Your copy of the data below must be exact and must leave out all pictures.

^^^^^^^^

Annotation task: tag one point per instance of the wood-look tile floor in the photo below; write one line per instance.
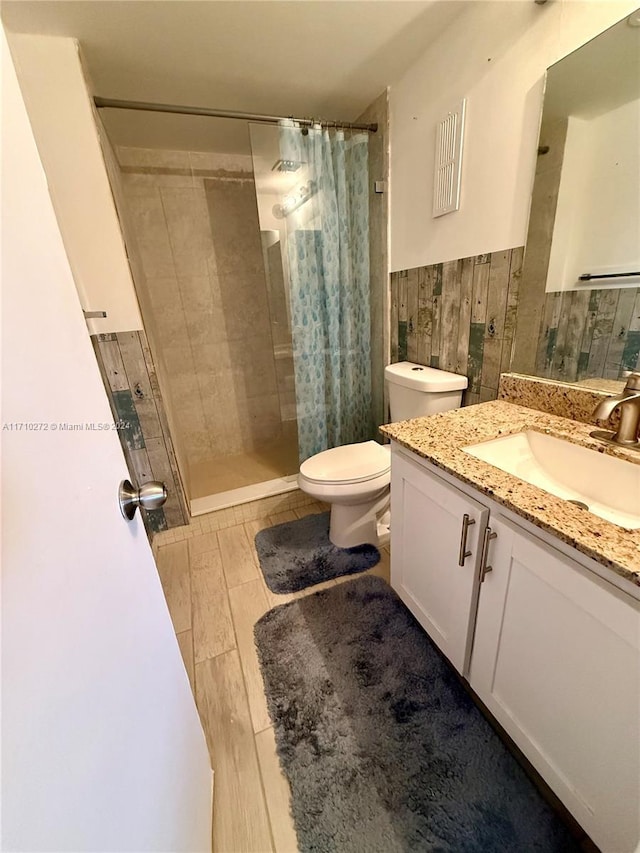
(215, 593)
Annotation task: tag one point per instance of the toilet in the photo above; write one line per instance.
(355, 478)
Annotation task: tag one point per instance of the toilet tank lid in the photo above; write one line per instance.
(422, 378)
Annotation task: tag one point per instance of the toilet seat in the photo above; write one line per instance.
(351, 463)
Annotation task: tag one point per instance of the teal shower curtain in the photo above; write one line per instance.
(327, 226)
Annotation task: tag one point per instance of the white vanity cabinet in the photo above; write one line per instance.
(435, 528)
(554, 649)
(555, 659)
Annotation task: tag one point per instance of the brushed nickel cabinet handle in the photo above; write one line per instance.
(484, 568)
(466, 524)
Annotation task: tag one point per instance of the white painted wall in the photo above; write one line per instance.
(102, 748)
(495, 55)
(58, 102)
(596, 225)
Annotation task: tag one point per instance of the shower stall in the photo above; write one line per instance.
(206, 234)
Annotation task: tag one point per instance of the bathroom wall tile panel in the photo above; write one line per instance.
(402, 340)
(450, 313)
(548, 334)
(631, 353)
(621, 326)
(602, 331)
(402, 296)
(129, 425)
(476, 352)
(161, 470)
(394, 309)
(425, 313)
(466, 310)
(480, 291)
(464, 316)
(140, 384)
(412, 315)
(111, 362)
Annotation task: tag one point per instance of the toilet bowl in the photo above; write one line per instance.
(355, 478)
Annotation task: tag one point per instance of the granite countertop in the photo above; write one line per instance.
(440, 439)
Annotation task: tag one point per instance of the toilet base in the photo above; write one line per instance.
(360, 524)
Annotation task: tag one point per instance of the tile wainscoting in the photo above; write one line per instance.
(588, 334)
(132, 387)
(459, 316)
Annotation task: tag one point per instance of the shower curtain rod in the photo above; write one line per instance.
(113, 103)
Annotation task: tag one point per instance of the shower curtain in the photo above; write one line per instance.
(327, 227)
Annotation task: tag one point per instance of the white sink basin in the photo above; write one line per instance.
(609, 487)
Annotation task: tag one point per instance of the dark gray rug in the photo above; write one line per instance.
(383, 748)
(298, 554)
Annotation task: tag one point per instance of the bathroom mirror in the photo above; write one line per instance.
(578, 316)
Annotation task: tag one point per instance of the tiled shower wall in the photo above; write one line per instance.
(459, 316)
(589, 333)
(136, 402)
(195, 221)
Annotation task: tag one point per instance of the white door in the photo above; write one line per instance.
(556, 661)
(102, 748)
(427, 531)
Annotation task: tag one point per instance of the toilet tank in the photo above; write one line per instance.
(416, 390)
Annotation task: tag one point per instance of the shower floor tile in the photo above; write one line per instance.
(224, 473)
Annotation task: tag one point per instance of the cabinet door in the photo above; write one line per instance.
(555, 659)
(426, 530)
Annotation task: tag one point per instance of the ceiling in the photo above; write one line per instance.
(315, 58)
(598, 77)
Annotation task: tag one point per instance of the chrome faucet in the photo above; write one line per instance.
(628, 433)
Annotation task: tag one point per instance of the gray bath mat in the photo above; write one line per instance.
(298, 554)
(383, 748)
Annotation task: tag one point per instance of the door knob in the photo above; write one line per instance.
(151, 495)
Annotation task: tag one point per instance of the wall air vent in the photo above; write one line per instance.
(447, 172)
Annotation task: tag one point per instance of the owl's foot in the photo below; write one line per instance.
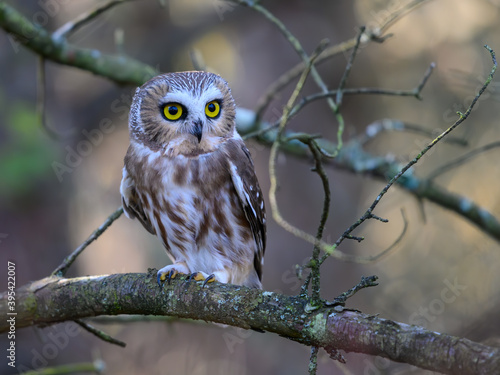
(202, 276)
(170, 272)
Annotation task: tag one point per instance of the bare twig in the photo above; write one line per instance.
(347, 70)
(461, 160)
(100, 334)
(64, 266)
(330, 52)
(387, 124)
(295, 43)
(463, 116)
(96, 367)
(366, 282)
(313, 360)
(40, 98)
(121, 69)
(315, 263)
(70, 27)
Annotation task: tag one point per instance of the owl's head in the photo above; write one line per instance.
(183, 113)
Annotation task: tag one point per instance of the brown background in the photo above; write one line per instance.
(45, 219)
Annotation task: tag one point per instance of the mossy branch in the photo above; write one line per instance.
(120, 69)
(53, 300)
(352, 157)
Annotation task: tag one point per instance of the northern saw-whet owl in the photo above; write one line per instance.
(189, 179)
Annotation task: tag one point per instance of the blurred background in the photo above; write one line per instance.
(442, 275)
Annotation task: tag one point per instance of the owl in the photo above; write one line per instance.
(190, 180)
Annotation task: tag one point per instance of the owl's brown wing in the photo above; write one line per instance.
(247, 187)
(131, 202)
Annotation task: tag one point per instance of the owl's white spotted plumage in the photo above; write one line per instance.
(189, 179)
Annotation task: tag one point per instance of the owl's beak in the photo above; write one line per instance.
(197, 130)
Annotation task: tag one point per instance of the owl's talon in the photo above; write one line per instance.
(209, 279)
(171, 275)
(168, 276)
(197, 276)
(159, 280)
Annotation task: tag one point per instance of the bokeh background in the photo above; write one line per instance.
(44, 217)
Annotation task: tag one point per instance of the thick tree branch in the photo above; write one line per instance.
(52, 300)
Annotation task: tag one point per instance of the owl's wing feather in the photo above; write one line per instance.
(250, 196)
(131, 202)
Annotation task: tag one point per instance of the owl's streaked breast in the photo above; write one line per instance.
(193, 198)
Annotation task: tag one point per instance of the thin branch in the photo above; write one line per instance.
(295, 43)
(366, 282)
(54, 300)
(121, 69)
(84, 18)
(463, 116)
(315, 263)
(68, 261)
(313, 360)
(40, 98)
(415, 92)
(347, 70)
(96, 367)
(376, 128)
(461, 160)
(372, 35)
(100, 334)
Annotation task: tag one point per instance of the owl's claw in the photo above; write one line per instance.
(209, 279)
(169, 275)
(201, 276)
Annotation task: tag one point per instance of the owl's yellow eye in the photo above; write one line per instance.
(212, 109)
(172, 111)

^^^^^^^^

> **Solution for this problem**:
Annotation task: tag one point per instance of the wood-look tile floor in the photo below; write one line per instance.
(215, 593)
Annotation task: tag one point per instance of the toilet in the photo above; write one line per instance.
(355, 478)
Annotation task: tag one point per instance of the toilet tank lid in the photo above; write one line per instance.
(422, 378)
Annotation task: tag one point per instance of the toilet seat in the photo above; write one line per instance.
(351, 463)
Annotation task: tag one point per instance of the teal shower curtain in the photo above; write one line per instance.
(327, 226)
Annotation task: tag one point per instance of the white vanity cabinet in the photo above; write one line per instance.
(435, 528)
(554, 649)
(555, 659)
Annotation task: tag one point per instance of the brushed nickel cabinet handle in the photo above; write one line per instance.
(484, 568)
(466, 524)
Annotation task: tag one point per instance of the white painted wall in the photo above; write one line per instance.
(102, 748)
(495, 55)
(58, 102)
(596, 225)
Annotation task: tag one point per instance of the shower stall in the photo above; write one line per instance.
(206, 234)
Annotation task: tag one point per instance of the bathroom wall tile panel in the photo above; write one line per instance.
(402, 340)
(450, 313)
(548, 334)
(631, 353)
(621, 326)
(602, 331)
(402, 296)
(129, 425)
(476, 352)
(161, 470)
(394, 309)
(425, 313)
(466, 310)
(480, 291)
(464, 316)
(140, 384)
(412, 315)
(111, 362)
Annotation task: tag one point per instance of the toilet bowl in the photo above; write one line per instance.
(355, 478)
Annotation task: tag one point per instance of the granite countertop in the photo above; write one line per instance.
(440, 439)
Annotation task: tag one point per instance of the toilet base in the photo above; write one line per instance.
(360, 524)
Annotation task: tag one point per instance of the tile wainscoting in the photo above; write one line per instance.
(588, 334)
(132, 387)
(459, 316)
Annotation task: tag one point per instance of the shower curtain rod in the photo above; write one line per instance.
(113, 103)
Annotation task: tag one point per instance of the shower curtain in the photo above; write one line per instance.
(327, 227)
Annotation task: tag one point per instance of the white sink basin in the photo above; write one line per instance.
(609, 487)
Annotation task: tag one point per instance of the dark gray rug in the photo above; write one line per instance.
(383, 748)
(298, 554)
Annotation task: tag one point per instance of the bathroom mirror in the photo above; write one line per instance.
(578, 316)
Annotation task: tag one point per instance of the tiled shower wall in the photo above; write one line per instance.
(459, 316)
(589, 333)
(136, 402)
(195, 221)
Annotation task: tag one point per instance of the white door in the photo above; write one line per instance.
(556, 661)
(102, 748)
(427, 531)
Annotation task: tag one point per instance of the toilet tank in the photo above; write one line per instance.
(416, 390)
Annotation task: tag one point per instance of the shower floor tile in the photo above; write one line per instance.
(224, 473)
Annotation task: tag one point per instance of the cabinet door in the photo above; write one line per instance.
(555, 659)
(426, 530)
Annotation task: tag one point per instance of the ceiling in the photo above; write one line per instance.
(315, 58)
(598, 77)
Annotation task: tag one point per instance of the chrome faucet in the photo above; write one line per instance.
(628, 433)
Annotation task: tag one point per instance of the gray bath mat in the photo above; write one line per instance.
(298, 554)
(383, 748)
Annotation task: tag one point per instance of the door knob in the photo above; write one line per instance.
(151, 495)
Annotation task: tag one point per instance of the wall air vent in the photo above; write one line per instance.
(447, 172)
Annotation task: tag one point per instance of the owl's foot in the photo below; write one line per instance.
(202, 276)
(170, 272)
Annotation task: tag one point per instance of the bare twig in the photo above; write one line per instance.
(347, 70)
(461, 160)
(100, 334)
(64, 266)
(330, 52)
(387, 124)
(295, 43)
(463, 116)
(96, 367)
(366, 282)
(313, 360)
(40, 98)
(121, 69)
(315, 263)
(70, 27)
Annotation task: tag one point per instance of the owl's head in the photo above; write one line per instance.
(183, 113)
Annotation task: tag one point per instance of the brown background in the photo above; write one line per instance.
(45, 219)
Annotation task: tag one point per instance of the mossy branch in the photo above; write one line per instance.
(120, 69)
(53, 300)
(352, 157)
Annotation task: tag one point per instance of the northern saw-whet owl in the photo above; write one line per instance.
(189, 179)
Annotation task: tag one point per instance of the blurred background in the photo above; write one line per instance.
(442, 275)
Annotation task: tag one point per instance of the owl in the photo above; write one line per instance.
(190, 180)
Annotation task: tag one point per instance of the owl's brown wing in the photo above; write one line per instance.
(247, 187)
(131, 202)
Annotation task: tag one point per instance of the owl's white spotted plumage in the photo above; write one line per instance.
(189, 179)
Annotation task: tag one point per instance of the owl's beak in the photo above; write one line per instance.
(197, 130)
Annotation task: tag one point per instance of the owl's talon in the photo above; write one line per instance.
(209, 279)
(171, 275)
(168, 276)
(197, 276)
(159, 280)
Annotation task: tag one point per instance of the bokeh background in the photo above; write one line per instance.
(44, 217)
Annotation task: tag one point per instance of the thick tree branch in the photo above; write one line per instance.
(52, 300)
Annotation task: tag one point per instance of the owl's wing feather in the photo above; write one line per instance.
(250, 196)
(131, 202)
Annotation task: tag one point per instance of the owl's streaked breast in the photo above; write one line per instance.
(193, 198)
Annotation task: tag one point per instance of the thin branch in the photo above; write one line per instance.
(295, 43)
(366, 282)
(54, 300)
(121, 69)
(84, 18)
(463, 116)
(315, 263)
(68, 261)
(313, 360)
(40, 98)
(415, 92)
(347, 70)
(96, 367)
(376, 128)
(461, 160)
(372, 35)
(100, 334)
Annotation task: tag one point per instance of the owl's claw in the photo above; write one line per instance.
(209, 279)
(169, 275)
(201, 276)
Annotation task: tag one point per instance of the owl's yellow eye in the photo above; write one line per instance.
(212, 109)
(172, 111)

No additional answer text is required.